* _Requirement_
Find every line in the material that follows containing the word "below", and copy each of those lines.

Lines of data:

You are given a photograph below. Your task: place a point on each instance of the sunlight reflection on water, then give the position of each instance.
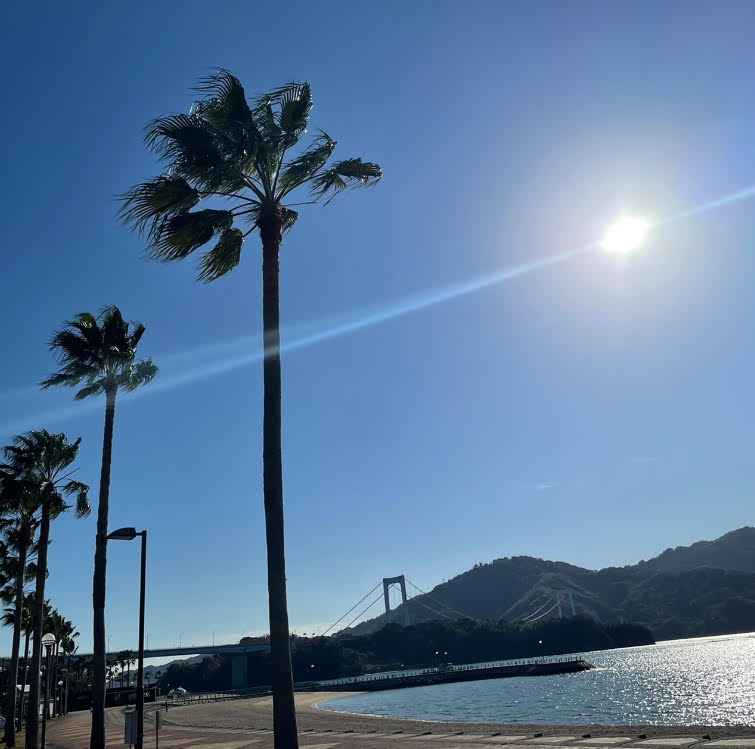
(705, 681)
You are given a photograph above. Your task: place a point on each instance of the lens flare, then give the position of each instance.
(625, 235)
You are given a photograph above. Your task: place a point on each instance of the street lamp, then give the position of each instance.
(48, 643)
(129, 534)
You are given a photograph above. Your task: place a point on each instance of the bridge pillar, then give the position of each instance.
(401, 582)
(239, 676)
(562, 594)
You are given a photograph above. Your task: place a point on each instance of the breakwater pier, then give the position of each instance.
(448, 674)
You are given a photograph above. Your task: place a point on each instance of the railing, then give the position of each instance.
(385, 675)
---
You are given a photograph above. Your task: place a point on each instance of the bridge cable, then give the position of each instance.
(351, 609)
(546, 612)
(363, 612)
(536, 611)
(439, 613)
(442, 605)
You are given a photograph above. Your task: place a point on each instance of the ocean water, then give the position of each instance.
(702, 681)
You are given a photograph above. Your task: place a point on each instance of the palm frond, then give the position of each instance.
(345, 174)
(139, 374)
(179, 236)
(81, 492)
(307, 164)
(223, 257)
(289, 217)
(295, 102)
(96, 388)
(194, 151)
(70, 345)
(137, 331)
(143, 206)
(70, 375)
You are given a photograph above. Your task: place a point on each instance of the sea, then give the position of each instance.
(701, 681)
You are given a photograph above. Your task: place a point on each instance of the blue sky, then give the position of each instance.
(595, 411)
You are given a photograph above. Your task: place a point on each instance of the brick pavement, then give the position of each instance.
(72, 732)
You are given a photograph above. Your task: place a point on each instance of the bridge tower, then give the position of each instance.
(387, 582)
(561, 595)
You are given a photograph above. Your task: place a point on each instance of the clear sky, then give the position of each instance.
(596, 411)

* _Output of the exercise_
You are given a photograph below. Your task: place a point on each instance of the sunlight reflection on water, then give the position of each instance.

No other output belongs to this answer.